### Job item
Identify each line in the records below containing the word "positive", and copy those lines out in full. Case counts.

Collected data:
■ ■ ■ ■
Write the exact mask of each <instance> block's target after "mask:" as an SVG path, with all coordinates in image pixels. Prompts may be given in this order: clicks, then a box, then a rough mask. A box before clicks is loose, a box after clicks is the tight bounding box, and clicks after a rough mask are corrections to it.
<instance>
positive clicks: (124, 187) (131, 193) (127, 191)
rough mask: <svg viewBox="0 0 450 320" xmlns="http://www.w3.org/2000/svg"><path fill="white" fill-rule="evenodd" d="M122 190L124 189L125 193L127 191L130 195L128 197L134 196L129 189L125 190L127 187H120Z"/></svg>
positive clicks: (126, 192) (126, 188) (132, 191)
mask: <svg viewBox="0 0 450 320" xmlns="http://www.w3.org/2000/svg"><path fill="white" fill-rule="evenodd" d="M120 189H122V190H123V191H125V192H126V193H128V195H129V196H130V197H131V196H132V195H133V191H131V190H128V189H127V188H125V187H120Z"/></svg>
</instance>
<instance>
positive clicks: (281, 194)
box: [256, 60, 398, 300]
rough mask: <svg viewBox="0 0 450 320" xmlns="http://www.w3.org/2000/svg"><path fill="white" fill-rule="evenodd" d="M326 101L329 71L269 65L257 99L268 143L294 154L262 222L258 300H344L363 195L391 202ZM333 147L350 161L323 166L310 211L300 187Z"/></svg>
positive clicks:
■ ■ ■ ■
### Exercise solution
positive clicks: (124, 187) (131, 193) (127, 191)
positive clicks: (126, 192) (126, 188) (132, 191)
positive clicks: (281, 194)
positive clicks:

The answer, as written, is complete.